BEGIN

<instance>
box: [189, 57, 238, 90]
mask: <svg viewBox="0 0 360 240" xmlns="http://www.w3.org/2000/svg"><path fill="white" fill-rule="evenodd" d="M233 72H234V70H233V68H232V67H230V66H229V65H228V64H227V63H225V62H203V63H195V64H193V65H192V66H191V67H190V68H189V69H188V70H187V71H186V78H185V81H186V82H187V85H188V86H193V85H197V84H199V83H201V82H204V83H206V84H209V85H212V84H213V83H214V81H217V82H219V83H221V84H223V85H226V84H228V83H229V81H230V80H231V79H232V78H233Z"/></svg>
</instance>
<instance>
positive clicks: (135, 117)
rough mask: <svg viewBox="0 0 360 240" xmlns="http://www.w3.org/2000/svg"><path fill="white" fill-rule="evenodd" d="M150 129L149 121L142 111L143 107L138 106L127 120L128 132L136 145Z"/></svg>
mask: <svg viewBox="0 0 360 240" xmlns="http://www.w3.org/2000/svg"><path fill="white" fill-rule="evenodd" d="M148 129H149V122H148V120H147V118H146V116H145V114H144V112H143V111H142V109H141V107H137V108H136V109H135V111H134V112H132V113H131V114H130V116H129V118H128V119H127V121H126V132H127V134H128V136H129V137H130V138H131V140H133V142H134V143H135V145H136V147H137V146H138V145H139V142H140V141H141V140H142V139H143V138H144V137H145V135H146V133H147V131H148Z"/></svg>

END

▸ **REQUEST**: Edit the records above by replacing "positive clicks" with "foreground clicks". Leave everything else unchanged.

▸ **ANSWER FOR THE TASK**:
<instance>
box: [189, 57, 238, 90]
mask: <svg viewBox="0 0 360 240" xmlns="http://www.w3.org/2000/svg"><path fill="white" fill-rule="evenodd" d="M233 72H234V70H233V68H232V67H230V66H229V65H228V64H227V63H225V62H203V63H195V64H193V65H192V66H191V67H190V68H189V69H188V70H187V71H186V78H185V81H186V82H187V85H188V86H193V85H197V84H199V83H201V82H204V83H206V84H209V85H212V84H213V83H214V81H217V82H219V83H221V84H223V85H226V84H228V83H229V81H230V80H231V79H232V78H233Z"/></svg>
</instance>
<instance>
foreground clicks: (135, 117)
rough mask: <svg viewBox="0 0 360 240" xmlns="http://www.w3.org/2000/svg"><path fill="white" fill-rule="evenodd" d="M150 129L149 121L142 111L143 107L138 106L127 120L128 132L136 145Z"/></svg>
mask: <svg viewBox="0 0 360 240" xmlns="http://www.w3.org/2000/svg"><path fill="white" fill-rule="evenodd" d="M148 129H149V122H148V120H147V118H146V116H145V114H144V112H143V111H142V109H141V107H137V108H136V109H135V111H134V112H132V113H131V114H130V116H129V118H128V119H127V121H126V132H127V134H128V136H129V137H130V138H131V140H133V142H134V143H135V145H136V147H137V146H138V145H139V142H140V141H141V140H142V139H143V138H144V137H145V135H146V133H147V131H148Z"/></svg>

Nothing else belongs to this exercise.